_RECORDS TO USE_.
· · · · ·
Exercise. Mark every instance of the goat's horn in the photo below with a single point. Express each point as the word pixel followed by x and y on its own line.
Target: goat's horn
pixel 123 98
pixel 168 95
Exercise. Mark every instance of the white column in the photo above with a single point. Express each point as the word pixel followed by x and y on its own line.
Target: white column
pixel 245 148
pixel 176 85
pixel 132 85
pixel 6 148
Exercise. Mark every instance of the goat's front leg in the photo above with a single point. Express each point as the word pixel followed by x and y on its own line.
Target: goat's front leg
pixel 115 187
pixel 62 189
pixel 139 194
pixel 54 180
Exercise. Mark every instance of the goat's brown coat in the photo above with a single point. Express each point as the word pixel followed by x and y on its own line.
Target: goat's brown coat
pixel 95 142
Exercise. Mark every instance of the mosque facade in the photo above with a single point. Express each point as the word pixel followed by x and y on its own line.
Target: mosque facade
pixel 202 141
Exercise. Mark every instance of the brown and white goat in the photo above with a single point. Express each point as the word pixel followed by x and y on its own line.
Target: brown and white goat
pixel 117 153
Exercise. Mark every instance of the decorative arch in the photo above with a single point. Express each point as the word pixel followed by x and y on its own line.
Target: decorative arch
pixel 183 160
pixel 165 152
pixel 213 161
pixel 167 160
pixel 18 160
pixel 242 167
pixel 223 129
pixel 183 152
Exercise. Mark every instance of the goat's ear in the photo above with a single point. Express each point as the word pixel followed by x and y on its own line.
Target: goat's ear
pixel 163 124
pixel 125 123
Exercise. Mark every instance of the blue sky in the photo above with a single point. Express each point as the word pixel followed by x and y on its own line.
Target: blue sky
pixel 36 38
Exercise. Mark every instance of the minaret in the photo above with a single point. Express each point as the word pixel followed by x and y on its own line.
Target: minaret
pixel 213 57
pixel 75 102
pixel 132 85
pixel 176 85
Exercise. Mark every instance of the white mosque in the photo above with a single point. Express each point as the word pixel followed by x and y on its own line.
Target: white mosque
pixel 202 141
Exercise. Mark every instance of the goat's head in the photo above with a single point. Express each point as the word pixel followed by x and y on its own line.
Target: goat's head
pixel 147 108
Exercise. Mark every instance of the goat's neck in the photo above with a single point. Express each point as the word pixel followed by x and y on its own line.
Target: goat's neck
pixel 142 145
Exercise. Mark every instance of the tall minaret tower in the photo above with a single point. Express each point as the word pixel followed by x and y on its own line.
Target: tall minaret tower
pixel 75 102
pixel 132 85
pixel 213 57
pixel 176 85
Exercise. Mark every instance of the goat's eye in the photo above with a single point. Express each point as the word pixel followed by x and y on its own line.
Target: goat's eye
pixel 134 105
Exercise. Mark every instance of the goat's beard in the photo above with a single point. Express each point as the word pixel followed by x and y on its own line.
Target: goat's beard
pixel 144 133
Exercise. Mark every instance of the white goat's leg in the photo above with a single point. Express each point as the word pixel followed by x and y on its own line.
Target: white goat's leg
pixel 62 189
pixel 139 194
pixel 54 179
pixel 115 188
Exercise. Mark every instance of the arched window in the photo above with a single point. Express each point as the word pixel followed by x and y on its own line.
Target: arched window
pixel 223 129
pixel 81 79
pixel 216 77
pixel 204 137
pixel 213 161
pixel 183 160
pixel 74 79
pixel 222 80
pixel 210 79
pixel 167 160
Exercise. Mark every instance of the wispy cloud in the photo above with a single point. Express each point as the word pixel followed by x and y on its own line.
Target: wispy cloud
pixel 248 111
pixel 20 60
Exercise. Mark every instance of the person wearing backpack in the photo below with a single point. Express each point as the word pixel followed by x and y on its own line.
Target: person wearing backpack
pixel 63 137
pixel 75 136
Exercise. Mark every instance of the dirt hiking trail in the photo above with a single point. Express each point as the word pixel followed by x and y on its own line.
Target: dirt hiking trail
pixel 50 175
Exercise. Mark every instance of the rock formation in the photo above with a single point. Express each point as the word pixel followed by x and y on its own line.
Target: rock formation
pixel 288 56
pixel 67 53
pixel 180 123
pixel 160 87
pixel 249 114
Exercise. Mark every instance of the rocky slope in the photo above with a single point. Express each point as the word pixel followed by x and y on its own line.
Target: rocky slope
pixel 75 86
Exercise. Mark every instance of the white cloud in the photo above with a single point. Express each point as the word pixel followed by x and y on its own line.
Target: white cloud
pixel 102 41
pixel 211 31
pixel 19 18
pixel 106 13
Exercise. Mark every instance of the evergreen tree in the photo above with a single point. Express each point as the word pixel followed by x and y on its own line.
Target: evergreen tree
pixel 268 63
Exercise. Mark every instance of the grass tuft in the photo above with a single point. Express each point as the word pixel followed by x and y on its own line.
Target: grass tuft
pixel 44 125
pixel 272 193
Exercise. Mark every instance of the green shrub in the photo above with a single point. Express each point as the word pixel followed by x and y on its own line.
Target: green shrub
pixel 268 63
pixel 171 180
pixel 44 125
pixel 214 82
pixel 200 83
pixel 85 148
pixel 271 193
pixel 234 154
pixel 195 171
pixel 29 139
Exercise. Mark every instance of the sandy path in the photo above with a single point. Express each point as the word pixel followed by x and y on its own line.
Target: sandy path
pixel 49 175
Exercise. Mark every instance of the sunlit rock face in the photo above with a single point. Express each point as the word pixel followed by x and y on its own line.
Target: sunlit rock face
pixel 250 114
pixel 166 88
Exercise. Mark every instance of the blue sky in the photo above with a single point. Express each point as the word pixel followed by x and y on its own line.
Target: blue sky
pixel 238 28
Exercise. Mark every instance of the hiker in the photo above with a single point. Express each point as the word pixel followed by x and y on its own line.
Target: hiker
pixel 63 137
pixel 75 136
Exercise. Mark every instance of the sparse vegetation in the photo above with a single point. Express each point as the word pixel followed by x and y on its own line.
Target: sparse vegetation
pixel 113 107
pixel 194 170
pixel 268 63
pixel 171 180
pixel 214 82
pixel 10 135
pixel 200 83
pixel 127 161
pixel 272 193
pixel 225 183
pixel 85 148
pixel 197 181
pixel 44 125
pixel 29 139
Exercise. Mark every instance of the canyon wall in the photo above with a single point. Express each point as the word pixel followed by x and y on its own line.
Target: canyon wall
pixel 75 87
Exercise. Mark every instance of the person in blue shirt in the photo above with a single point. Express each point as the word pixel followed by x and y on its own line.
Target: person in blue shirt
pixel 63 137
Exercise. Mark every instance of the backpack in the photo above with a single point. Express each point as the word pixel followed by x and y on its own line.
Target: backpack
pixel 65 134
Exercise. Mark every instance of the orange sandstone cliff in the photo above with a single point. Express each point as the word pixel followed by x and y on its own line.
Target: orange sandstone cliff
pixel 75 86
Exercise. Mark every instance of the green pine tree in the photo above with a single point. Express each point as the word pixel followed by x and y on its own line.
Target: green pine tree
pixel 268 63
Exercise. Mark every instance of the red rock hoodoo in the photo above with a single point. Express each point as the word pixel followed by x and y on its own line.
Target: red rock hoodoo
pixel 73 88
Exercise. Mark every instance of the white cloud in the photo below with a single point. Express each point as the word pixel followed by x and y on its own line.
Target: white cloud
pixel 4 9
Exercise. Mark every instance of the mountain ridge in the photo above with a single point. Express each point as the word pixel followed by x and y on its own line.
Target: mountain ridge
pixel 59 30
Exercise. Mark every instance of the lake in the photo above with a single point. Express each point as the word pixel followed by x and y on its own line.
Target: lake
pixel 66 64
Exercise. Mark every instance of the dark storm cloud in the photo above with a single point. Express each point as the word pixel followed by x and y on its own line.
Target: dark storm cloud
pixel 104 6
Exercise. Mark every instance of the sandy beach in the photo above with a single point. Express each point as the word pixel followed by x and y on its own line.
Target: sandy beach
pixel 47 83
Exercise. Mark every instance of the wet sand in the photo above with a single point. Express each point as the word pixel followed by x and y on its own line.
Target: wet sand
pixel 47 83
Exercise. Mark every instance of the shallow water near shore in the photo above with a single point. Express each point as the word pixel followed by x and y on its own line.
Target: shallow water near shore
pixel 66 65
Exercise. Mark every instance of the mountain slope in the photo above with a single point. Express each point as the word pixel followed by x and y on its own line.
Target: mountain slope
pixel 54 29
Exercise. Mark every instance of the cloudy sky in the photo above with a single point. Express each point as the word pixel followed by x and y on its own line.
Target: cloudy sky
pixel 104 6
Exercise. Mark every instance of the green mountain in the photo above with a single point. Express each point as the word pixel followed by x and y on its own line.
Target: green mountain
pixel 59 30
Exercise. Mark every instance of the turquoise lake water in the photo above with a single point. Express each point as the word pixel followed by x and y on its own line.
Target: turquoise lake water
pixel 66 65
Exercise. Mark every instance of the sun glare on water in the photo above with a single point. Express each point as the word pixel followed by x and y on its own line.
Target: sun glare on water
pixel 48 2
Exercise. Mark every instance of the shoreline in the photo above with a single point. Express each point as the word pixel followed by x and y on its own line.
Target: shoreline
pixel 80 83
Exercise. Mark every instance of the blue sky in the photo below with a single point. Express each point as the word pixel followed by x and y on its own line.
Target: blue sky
· · · · ·
_TASK DIRECTIONS_.
Return, word for word, the part of the items above that opens with the line containing "Exercise. Mark every instance of the sunlit" and closes with the line containing "pixel 166 88", both lines included.

_RESPONSE_.
Exercise. Mark every instance of the sunlit rock face in the photo above with a single point. Express each point as the word pixel followed by x and y on its own line.
Target: sunlit rock face
pixel 250 114
pixel 166 88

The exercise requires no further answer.